Exercise: Could you present the lines of the listing below as a numbered list, starting at the line that contains "Could you point out the green scarf" and running through the end of the listing, both ends included, with blank lines left out?

=== Extracted records ===

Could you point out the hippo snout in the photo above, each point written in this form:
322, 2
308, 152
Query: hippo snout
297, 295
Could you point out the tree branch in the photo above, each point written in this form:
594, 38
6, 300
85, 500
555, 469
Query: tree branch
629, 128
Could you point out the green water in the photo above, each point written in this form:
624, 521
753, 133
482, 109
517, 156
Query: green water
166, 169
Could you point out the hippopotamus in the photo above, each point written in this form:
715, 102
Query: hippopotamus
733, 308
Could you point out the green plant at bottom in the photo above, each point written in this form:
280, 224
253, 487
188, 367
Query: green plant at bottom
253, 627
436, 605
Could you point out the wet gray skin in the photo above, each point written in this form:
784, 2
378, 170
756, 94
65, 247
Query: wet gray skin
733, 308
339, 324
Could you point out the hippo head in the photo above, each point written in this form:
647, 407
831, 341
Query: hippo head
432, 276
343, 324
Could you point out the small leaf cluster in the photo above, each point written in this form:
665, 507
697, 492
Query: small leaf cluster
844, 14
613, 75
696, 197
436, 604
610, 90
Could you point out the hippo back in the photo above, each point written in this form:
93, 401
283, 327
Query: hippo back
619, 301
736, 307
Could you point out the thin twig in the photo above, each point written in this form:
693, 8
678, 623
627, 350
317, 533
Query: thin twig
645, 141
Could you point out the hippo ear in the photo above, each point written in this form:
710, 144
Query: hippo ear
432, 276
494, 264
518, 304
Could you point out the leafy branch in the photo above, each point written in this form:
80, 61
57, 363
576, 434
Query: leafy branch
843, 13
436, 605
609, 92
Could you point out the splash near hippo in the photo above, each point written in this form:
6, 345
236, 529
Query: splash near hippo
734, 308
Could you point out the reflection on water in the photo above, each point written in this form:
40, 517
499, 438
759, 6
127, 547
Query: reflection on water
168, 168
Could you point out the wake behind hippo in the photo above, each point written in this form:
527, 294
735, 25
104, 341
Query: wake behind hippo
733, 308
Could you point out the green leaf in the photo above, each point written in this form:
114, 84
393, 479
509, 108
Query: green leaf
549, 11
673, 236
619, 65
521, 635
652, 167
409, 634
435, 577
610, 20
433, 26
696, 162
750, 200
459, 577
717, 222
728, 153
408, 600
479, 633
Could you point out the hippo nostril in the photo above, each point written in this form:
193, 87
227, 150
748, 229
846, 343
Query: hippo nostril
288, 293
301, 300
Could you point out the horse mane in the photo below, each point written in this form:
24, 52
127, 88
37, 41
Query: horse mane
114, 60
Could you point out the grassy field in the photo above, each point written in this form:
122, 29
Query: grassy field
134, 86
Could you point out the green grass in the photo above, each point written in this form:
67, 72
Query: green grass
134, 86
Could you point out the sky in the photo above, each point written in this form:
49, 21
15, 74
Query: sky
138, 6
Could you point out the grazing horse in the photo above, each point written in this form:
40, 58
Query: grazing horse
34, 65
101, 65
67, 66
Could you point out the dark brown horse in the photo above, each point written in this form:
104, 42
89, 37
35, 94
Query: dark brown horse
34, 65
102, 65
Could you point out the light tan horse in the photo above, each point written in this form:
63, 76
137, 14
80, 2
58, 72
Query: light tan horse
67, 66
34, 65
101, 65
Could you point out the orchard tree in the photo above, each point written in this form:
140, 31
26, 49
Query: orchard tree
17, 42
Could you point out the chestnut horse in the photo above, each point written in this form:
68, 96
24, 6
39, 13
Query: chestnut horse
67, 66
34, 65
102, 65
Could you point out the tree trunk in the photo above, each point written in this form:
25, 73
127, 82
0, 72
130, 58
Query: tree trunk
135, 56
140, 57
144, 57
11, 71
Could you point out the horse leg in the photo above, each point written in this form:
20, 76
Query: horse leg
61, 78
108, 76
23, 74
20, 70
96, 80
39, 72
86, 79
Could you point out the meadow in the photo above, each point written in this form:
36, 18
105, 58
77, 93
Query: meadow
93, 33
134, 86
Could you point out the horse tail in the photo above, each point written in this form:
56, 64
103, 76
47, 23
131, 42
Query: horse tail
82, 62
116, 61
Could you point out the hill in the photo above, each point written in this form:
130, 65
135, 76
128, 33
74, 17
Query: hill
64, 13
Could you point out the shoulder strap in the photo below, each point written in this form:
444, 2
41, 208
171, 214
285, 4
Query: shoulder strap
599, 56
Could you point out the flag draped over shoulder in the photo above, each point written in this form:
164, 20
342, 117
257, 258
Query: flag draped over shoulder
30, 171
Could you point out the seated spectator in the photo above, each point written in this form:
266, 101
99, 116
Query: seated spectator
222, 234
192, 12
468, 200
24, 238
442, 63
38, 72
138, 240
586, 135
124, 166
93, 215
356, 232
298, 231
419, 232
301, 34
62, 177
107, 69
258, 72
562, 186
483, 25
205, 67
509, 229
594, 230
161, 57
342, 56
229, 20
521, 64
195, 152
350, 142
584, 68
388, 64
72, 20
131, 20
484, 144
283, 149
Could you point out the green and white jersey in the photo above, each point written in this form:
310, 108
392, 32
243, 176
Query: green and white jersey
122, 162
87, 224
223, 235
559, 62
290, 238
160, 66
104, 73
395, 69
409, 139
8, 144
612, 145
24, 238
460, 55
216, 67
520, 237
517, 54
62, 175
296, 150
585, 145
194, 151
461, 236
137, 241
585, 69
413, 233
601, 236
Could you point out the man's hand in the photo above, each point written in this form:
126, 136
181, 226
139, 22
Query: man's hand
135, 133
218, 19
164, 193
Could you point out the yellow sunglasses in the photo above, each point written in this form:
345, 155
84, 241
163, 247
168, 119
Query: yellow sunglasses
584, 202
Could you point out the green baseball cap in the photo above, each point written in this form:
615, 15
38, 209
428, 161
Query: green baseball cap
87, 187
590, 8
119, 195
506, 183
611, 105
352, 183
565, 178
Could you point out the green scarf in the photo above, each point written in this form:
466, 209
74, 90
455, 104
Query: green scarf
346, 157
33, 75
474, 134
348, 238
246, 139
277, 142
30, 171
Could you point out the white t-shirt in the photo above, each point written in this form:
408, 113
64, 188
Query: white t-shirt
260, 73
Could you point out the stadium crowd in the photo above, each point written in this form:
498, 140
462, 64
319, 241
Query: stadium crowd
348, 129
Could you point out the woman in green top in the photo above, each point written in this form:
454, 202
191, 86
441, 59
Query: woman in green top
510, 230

===

Solution to the exercise:
1. Could you point out the green scarf in the photo above, each point written in this form:
2. 466, 209
3. 74, 90
4. 455, 104
5. Query: green scarf
6. 346, 157
7. 33, 75
8. 474, 134
9. 348, 238
10. 246, 139
11. 277, 142
12. 30, 171
13. Could you point out the white t-shirt in the photo above, each point written in this form:
14. 408, 113
15. 64, 188
16. Query: white t-shirt
17. 260, 73
18. Could you point out the stadium crowd in the photo above, each point written in this form:
19. 498, 140
20. 462, 64
21. 319, 241
22. Query: stadium crowd
23. 348, 129
24. Could you point out the woman in green top in the photo above, each point written in this form:
25. 454, 202
26. 191, 86
27. 441, 59
28. Query: woman in green top
29. 510, 230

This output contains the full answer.